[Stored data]
☆ ☆ ☆ ☆

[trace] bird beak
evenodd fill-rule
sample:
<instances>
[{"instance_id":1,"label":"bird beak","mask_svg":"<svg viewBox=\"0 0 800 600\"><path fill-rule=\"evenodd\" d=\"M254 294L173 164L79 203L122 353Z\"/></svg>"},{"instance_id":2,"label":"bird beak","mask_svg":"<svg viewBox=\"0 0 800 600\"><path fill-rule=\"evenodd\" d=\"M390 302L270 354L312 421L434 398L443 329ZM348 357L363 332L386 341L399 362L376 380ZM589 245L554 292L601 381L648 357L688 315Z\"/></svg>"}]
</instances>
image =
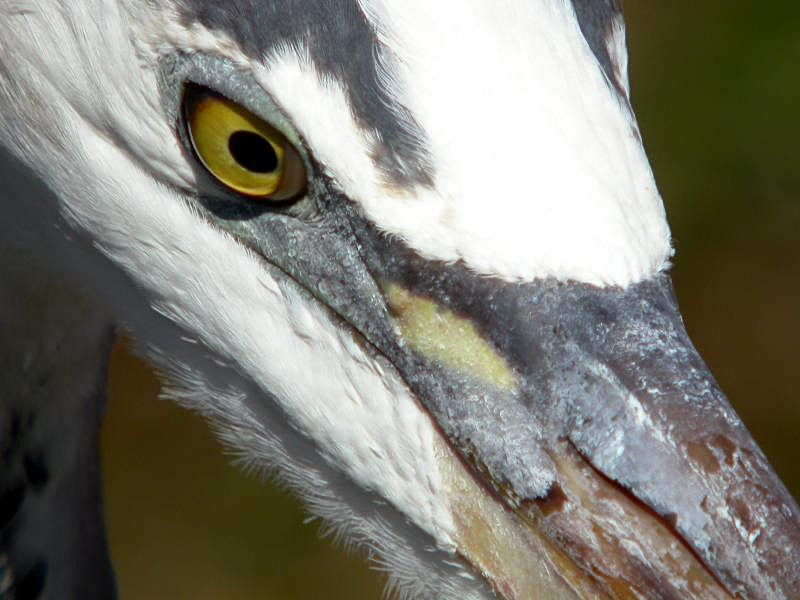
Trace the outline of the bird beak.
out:
<instances>
[{"instance_id":1,"label":"bird beak","mask_svg":"<svg viewBox=\"0 0 800 600\"><path fill-rule=\"evenodd\" d=\"M692 346L667 274L511 283L426 260L342 201L312 224L209 211L431 414L462 473L455 549L498 596L800 597L800 509Z\"/></svg>"},{"instance_id":2,"label":"bird beak","mask_svg":"<svg viewBox=\"0 0 800 600\"><path fill-rule=\"evenodd\" d=\"M384 352L567 588L800 597L800 509L692 346L667 274L507 283L370 243L400 342ZM504 540L468 537L461 553L500 596L530 594L489 566Z\"/></svg>"}]
</instances>

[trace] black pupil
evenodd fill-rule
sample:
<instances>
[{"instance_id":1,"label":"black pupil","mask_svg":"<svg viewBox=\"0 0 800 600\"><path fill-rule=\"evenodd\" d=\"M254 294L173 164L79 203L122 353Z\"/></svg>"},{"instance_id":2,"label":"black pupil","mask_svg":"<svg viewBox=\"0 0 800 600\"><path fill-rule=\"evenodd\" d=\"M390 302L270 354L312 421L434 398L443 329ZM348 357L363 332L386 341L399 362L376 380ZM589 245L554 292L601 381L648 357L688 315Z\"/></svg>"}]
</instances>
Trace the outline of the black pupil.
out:
<instances>
[{"instance_id":1,"label":"black pupil","mask_svg":"<svg viewBox=\"0 0 800 600\"><path fill-rule=\"evenodd\" d=\"M234 160L253 173L271 173L278 168L278 155L266 139L252 131L236 131L228 138Z\"/></svg>"}]
</instances>

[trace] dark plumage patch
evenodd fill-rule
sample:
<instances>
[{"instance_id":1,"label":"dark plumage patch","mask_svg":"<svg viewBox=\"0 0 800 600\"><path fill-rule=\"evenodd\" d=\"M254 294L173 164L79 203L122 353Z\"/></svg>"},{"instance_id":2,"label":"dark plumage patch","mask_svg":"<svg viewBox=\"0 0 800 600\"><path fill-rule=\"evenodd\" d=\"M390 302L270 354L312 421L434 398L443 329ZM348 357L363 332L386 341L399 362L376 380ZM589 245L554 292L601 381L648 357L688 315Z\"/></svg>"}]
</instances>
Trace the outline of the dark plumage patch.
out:
<instances>
[{"instance_id":1,"label":"dark plumage patch","mask_svg":"<svg viewBox=\"0 0 800 600\"><path fill-rule=\"evenodd\" d=\"M611 35L614 23L622 20L622 9L617 0L572 0L575 7L575 16L581 27L583 37L589 44L589 48L597 57L608 80L620 93L625 96L626 92L620 81L620 65L617 65L611 58L608 51L608 39Z\"/></svg>"},{"instance_id":2,"label":"dark plumage patch","mask_svg":"<svg viewBox=\"0 0 800 600\"><path fill-rule=\"evenodd\" d=\"M44 456L40 452L29 452L22 459L22 466L33 490L41 490L50 478Z\"/></svg>"},{"instance_id":3,"label":"dark plumage patch","mask_svg":"<svg viewBox=\"0 0 800 600\"><path fill-rule=\"evenodd\" d=\"M25 484L20 481L0 494L0 530L14 518L25 499Z\"/></svg>"},{"instance_id":4,"label":"dark plumage patch","mask_svg":"<svg viewBox=\"0 0 800 600\"><path fill-rule=\"evenodd\" d=\"M11 414L3 429L5 429L3 432L5 439L2 444L2 452L0 452L0 460L3 463L8 463L19 448L20 433L22 432L22 417L20 414L17 412Z\"/></svg>"},{"instance_id":5,"label":"dark plumage patch","mask_svg":"<svg viewBox=\"0 0 800 600\"><path fill-rule=\"evenodd\" d=\"M11 415L11 420L9 424L9 435L11 439L16 439L19 437L20 430L22 429L22 417L19 413L15 412Z\"/></svg>"},{"instance_id":6,"label":"dark plumage patch","mask_svg":"<svg viewBox=\"0 0 800 600\"><path fill-rule=\"evenodd\" d=\"M47 563L36 561L28 571L17 579L14 586L14 600L36 600L47 583Z\"/></svg>"},{"instance_id":7,"label":"dark plumage patch","mask_svg":"<svg viewBox=\"0 0 800 600\"><path fill-rule=\"evenodd\" d=\"M0 600L9 598L14 585L14 568L8 556L0 553Z\"/></svg>"}]
</instances>

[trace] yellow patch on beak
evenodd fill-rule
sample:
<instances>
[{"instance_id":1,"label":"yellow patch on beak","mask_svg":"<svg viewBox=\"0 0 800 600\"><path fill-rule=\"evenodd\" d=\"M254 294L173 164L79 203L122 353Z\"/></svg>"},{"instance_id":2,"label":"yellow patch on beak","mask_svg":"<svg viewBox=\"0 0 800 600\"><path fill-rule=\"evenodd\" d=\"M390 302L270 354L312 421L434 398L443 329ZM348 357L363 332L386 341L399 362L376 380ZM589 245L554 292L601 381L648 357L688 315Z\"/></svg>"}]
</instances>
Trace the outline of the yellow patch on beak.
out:
<instances>
[{"instance_id":1,"label":"yellow patch on beak","mask_svg":"<svg viewBox=\"0 0 800 600\"><path fill-rule=\"evenodd\" d=\"M403 339L419 355L500 390L517 387L511 368L469 319L396 283L383 292Z\"/></svg>"}]
</instances>

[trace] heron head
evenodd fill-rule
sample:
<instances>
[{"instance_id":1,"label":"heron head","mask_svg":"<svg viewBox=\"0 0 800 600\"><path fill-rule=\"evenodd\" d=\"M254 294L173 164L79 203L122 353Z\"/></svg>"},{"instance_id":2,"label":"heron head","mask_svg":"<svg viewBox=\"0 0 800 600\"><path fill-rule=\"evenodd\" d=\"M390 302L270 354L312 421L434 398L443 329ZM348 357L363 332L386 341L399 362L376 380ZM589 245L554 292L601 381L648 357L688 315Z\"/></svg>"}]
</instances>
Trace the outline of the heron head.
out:
<instances>
[{"instance_id":1,"label":"heron head","mask_svg":"<svg viewBox=\"0 0 800 600\"><path fill-rule=\"evenodd\" d=\"M0 122L245 461L423 597L797 593L798 507L672 292L615 2L79 4L20 21L49 52Z\"/></svg>"}]
</instances>

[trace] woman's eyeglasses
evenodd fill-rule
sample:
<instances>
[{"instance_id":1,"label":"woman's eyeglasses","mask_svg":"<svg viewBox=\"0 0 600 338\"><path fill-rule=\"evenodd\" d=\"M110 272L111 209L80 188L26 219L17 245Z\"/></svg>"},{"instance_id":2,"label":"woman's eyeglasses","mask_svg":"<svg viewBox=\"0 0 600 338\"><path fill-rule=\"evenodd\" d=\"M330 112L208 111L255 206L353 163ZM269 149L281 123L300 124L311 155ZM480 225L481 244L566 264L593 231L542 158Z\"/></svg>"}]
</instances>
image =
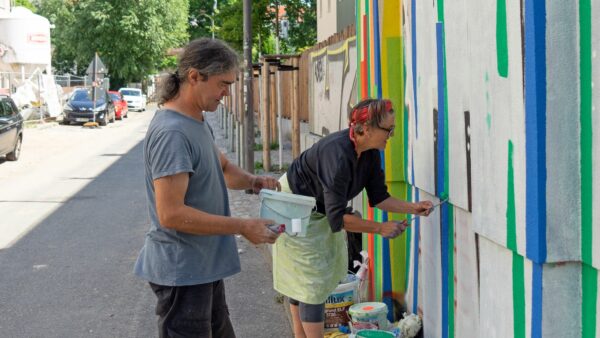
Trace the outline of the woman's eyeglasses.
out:
<instances>
[{"instance_id":1,"label":"woman's eyeglasses","mask_svg":"<svg viewBox=\"0 0 600 338\"><path fill-rule=\"evenodd\" d=\"M384 127L382 127L380 125L377 125L377 128L379 128L381 130L384 130L384 131L387 131L388 132L388 137L392 137L392 136L394 136L394 129L396 128L396 126L391 126L389 128L384 128Z\"/></svg>"}]
</instances>

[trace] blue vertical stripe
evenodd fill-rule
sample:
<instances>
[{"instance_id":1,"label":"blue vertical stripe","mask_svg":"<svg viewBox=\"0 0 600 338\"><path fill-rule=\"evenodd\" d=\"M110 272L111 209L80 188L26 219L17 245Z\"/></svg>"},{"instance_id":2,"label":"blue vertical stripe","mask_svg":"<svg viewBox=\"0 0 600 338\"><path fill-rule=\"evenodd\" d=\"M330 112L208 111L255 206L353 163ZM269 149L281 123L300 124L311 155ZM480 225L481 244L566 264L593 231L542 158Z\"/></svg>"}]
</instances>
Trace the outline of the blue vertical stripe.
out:
<instances>
[{"instance_id":1,"label":"blue vertical stripe","mask_svg":"<svg viewBox=\"0 0 600 338\"><path fill-rule=\"evenodd\" d=\"M531 276L531 338L542 338L542 278L543 267L540 263L532 263Z\"/></svg>"},{"instance_id":2,"label":"blue vertical stripe","mask_svg":"<svg viewBox=\"0 0 600 338\"><path fill-rule=\"evenodd\" d=\"M437 76L438 76L438 134L437 134L437 191L441 194L446 192L444 189L445 161L443 146L445 135L445 97L444 97L444 24L436 23L436 42L437 42ZM442 338L448 337L448 207L444 204L441 211L441 254L442 254Z\"/></svg>"},{"instance_id":3,"label":"blue vertical stripe","mask_svg":"<svg viewBox=\"0 0 600 338\"><path fill-rule=\"evenodd\" d=\"M412 74L413 74L413 110L415 112L415 138L419 138L419 104L417 100L417 0L410 4L411 21L411 52L412 52ZM413 182L414 183L414 182Z\"/></svg>"},{"instance_id":4,"label":"blue vertical stripe","mask_svg":"<svg viewBox=\"0 0 600 338\"><path fill-rule=\"evenodd\" d=\"M525 0L526 254L533 261L531 336L542 337L546 261L546 4Z\"/></svg>"},{"instance_id":5,"label":"blue vertical stripe","mask_svg":"<svg viewBox=\"0 0 600 338\"><path fill-rule=\"evenodd\" d=\"M527 257L546 261L546 7L525 1Z\"/></svg>"}]
</instances>

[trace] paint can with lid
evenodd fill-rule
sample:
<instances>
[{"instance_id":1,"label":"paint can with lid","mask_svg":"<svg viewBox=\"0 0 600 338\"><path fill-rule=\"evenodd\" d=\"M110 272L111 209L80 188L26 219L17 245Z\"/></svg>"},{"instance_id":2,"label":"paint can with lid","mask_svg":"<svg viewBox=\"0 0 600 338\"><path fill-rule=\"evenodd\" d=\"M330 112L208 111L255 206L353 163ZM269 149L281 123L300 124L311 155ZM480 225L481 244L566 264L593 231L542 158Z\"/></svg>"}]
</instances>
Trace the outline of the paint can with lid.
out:
<instances>
[{"instance_id":1,"label":"paint can with lid","mask_svg":"<svg viewBox=\"0 0 600 338\"><path fill-rule=\"evenodd\" d=\"M356 338L396 338L396 335L389 331L382 330L361 330L355 335Z\"/></svg>"},{"instance_id":2,"label":"paint can with lid","mask_svg":"<svg viewBox=\"0 0 600 338\"><path fill-rule=\"evenodd\" d=\"M348 309L350 313L352 329L355 330L387 330L388 308L385 303L366 302L354 304Z\"/></svg>"}]
</instances>

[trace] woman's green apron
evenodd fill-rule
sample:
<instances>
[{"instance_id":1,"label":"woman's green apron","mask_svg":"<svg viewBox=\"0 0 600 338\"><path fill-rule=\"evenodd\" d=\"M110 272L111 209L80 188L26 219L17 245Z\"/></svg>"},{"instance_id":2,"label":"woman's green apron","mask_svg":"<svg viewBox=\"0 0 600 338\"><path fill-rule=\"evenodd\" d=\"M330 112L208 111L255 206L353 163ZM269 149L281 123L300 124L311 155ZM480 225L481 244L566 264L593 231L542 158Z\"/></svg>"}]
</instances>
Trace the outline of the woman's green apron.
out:
<instances>
[{"instance_id":1,"label":"woman's green apron","mask_svg":"<svg viewBox=\"0 0 600 338\"><path fill-rule=\"evenodd\" d=\"M292 192L286 175L279 182L283 192ZM346 277L347 262L345 231L331 232L327 217L313 212L306 237L283 233L273 245L275 290L303 303L325 303Z\"/></svg>"}]
</instances>

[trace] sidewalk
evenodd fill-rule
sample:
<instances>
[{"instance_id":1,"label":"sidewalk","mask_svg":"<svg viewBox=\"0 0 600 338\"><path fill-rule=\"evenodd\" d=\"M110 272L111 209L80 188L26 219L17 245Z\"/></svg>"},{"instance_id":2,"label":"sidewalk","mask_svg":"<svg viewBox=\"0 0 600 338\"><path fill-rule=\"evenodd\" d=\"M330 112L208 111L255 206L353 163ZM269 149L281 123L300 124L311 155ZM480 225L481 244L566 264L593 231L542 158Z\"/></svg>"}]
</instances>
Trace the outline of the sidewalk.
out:
<instances>
[{"instance_id":1,"label":"sidewalk","mask_svg":"<svg viewBox=\"0 0 600 338\"><path fill-rule=\"evenodd\" d=\"M237 154L227 151L228 140L219 126L216 113L206 113L204 116L213 128L215 142L221 152L229 161L237 164ZM257 157L260 154L256 152L255 158L261 158ZM272 152L273 155L278 156L277 151ZM289 161L291 150L285 150L284 163ZM229 190L229 205L232 216L258 217L260 201L257 195ZM273 290L270 249L264 245L257 248L241 236L238 236L237 243L242 272L225 281L227 303L237 337L292 337L286 309L278 301L278 293Z\"/></svg>"}]
</instances>

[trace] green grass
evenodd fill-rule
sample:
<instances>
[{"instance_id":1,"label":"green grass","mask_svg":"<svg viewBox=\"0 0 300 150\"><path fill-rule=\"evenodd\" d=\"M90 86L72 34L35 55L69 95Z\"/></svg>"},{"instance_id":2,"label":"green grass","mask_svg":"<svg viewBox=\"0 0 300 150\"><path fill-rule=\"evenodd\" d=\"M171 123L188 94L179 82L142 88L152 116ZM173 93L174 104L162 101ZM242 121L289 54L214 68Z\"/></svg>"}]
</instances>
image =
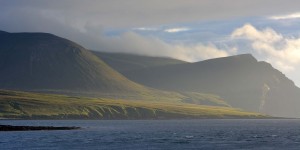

☆ ☆ ☆ ☆

ACTIVITY: Note each line above that holds "grass", then copy all of them.

RESPONSE:
[trace] green grass
[{"instance_id":1,"label":"green grass","mask_svg":"<svg viewBox=\"0 0 300 150\"><path fill-rule=\"evenodd\" d=\"M90 86L72 34L35 55L69 95Z\"/></svg>"},{"instance_id":2,"label":"green grass","mask_svg":"<svg viewBox=\"0 0 300 150\"><path fill-rule=\"evenodd\" d=\"M171 123L188 94L179 82L142 88L152 116ZM173 93L174 104L162 101ZM242 121L289 54L214 68Z\"/></svg>"}]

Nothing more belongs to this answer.